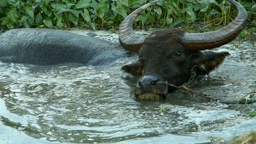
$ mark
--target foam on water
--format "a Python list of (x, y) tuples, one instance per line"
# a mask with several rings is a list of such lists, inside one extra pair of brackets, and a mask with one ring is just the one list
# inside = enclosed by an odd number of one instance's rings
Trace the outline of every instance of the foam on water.
[[(117, 34), (70, 31), (118, 42)], [(144, 32), (143, 33), (145, 33)], [(253, 90), (256, 47), (243, 42), (213, 50), (231, 56), (192, 88), (224, 99)], [(178, 91), (164, 101), (140, 100), (132, 92), (138, 78), (124, 73), (123, 60), (110, 67), (50, 66), (0, 63), (1, 143), (200, 143), (211, 136), (230, 140), (256, 129), (250, 111), (208, 102)], [(255, 108), (255, 104), (251, 104)], [(164, 114), (162, 108), (167, 108)]]

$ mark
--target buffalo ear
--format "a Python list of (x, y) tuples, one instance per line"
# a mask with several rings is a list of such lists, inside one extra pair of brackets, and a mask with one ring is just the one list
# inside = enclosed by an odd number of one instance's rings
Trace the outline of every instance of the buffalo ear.
[(198, 73), (208, 75), (212, 70), (217, 69), (224, 61), (228, 52), (198, 52), (192, 54), (191, 59), (192, 66), (196, 65)]
[(121, 69), (126, 72), (138, 74), (142, 74), (144, 72), (143, 65), (139, 60), (135, 62), (124, 65)]

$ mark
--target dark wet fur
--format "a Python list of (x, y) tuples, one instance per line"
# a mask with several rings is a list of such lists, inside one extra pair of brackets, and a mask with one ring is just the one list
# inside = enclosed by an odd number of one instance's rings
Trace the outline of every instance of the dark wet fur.
[(129, 55), (118, 43), (62, 30), (16, 29), (0, 35), (0, 60), (5, 63), (104, 66)]
[[(154, 75), (162, 82), (178, 86), (188, 82), (191, 76), (190, 70), (194, 66), (196, 66), (196, 76), (208, 75), (230, 55), (226, 52), (188, 50), (181, 44), (183, 32), (181, 30), (170, 29), (152, 32), (140, 50), (139, 60), (123, 66), (122, 69), (142, 74), (141, 78)], [(180, 51), (182, 52), (181, 55), (176, 56)], [(134, 94), (144, 100), (160, 100), (168, 98), (168, 92), (176, 90), (176, 88), (163, 84), (137, 84)]]

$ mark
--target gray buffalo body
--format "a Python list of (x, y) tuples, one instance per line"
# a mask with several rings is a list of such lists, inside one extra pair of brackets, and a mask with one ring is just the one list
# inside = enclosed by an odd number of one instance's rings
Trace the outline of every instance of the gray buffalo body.
[(131, 53), (119, 43), (62, 30), (16, 29), (0, 35), (0, 61), (4, 63), (38, 65), (74, 63), (102, 66)]

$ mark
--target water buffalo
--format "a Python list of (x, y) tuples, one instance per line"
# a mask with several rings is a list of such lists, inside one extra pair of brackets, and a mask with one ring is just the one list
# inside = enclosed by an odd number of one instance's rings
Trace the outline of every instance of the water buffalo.
[(236, 18), (218, 30), (203, 33), (168, 29), (148, 36), (135, 34), (133, 21), (158, 1), (142, 6), (125, 19), (120, 28), (120, 44), (62, 30), (11, 30), (0, 36), (0, 60), (39, 65), (76, 63), (105, 66), (128, 56), (129, 53), (136, 54), (128, 52), (138, 52), (137, 61), (122, 68), (128, 72), (142, 74), (135, 88), (135, 96), (144, 100), (164, 99), (168, 92), (176, 89), (159, 82), (180, 86), (188, 80), (190, 70), (195, 66), (198, 75), (208, 74), (229, 55), (226, 52), (203, 51), (232, 41), (245, 26), (246, 11), (237, 2), (228, 0), (238, 10)]

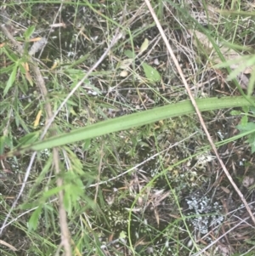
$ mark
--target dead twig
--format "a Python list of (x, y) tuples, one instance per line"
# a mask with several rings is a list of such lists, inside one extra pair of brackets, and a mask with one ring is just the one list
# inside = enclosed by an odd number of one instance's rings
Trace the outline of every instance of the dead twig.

**Request**
Rewrite the lines above as a numbered list, omitting the blank lines and the pictures.

**Completed exercise**
1. $ mark
2. --target foam on water
3. --format "a Python list of (x, y) tuples, one instance per line"
4. # a mask with several rings is a list of such lists, inside one extra pair of brackets, and a mask with one ring is just the one list
5. # inside = enclosed by an odd number of one instance's rings
6. Trace the outline of every instance of the foam on water.
7. [[(117, 34), (70, 31), (118, 42)], [(144, 32), (143, 33), (145, 33)], [(253, 90), (256, 47), (243, 42), (213, 50), (231, 56), (192, 88), (224, 99)], [(178, 91), (164, 101), (140, 100), (132, 92), (138, 78), (124, 73), (123, 60), (110, 67), (50, 66), (0, 63), (1, 143), (200, 143), (211, 136), (230, 140), (256, 129), (250, 111), (208, 102)], [(255, 108), (255, 104), (251, 104)], [(164, 114), (162, 108), (167, 108)]]
8. $ mark
9. --target buffalo ear
10. --format "a Python list of (x, y) tuples, one instance per line"
11. # a mask with several rings is a list of such lists, inside one extra pair of brackets, and a mask with one ring is just the one list
12. # inside = enclosed by an odd number of one instance's rings
13. Trace the outline of every instance of the buffalo ear.
14. [(198, 73), (208, 75), (212, 70), (217, 69), (224, 61), (228, 52), (198, 52), (192, 54), (191, 59), (192, 66), (196, 65)]
15. [(121, 69), (126, 72), (138, 74), (142, 74), (144, 72), (143, 65), (139, 60), (135, 62), (124, 65)]
16. $ mark
17. --target dark wet fur
18. --format "a Python list of (x, y) tuples, one instance per line"
19. # a mask with several rings is a list of such lists, inside one extra pair of brackets, and a mask with one ring is just the one list
20. # inside = enclosed by an odd number of one instance's rings
21. Trace the outline of every instance of the dark wet fur.
22. [(129, 55), (118, 43), (62, 30), (16, 29), (0, 35), (0, 60), (5, 63), (104, 66)]
23. [[(154, 75), (162, 82), (178, 86), (188, 82), (191, 76), (190, 70), (194, 66), (196, 66), (196, 76), (208, 75), (230, 55), (226, 52), (188, 50), (181, 44), (183, 32), (181, 30), (170, 29), (152, 32), (140, 50), (139, 60), (123, 66), (122, 69), (142, 74), (141, 78)], [(180, 51), (182, 52), (181, 55), (176, 56)], [(134, 94), (144, 100), (160, 100), (168, 98), (168, 92), (176, 90), (176, 88), (163, 84), (137, 84)]]
24. $ mark
25. --target gray buffalo body
26. --format "a Python list of (x, y) tuples, one instance per line"
27. # a mask with several rings is a list of such lists, inside one extra pair of brackets, and a mask with one ring is just the one list
28. # inside = enclosed by an odd number of one instance's rings
29. Trace the outline of every instance of the gray buffalo body.
30. [(131, 53), (119, 43), (62, 30), (16, 29), (0, 35), (0, 61), (4, 63), (38, 65), (74, 63), (102, 66)]
31. $ mark
32. --target water buffalo
33. --format "a Python list of (x, y) tuples, one instance per line"
34. # a mask with several rings is a list of such lists, inside one extra pair of brackets, and a mask with one ring is just the one list
35. # inside = enclosed by an odd number of one instance's rings
36. Trace the outline of every instance of the water buffalo.
37. [(236, 18), (218, 30), (203, 33), (168, 29), (148, 36), (135, 34), (133, 21), (158, 1), (142, 6), (125, 19), (120, 28), (120, 44), (62, 30), (11, 30), (0, 36), (0, 60), (39, 65), (76, 63), (105, 66), (128, 56), (129, 53), (136, 54), (128, 52), (138, 52), (137, 61), (122, 68), (128, 72), (142, 74), (135, 88), (135, 96), (144, 100), (164, 99), (168, 92), (176, 89), (159, 82), (180, 86), (188, 80), (190, 70), (195, 66), (198, 75), (208, 74), (229, 55), (226, 52), (203, 51), (232, 41), (245, 26), (246, 11), (237, 2), (228, 0), (238, 10)]
38. $ mark
39. --target dead twig
40. --format "a Python list of (x, y) tuples, one instance per line"
41. # a mask with several rings is a list of such lists, inside one extra pair of brackets, and a mask with one ring is just the one list
42. # inside = enclosed by an odd number of one instance's rings
43. Trace the outline of every instance of the dead twig.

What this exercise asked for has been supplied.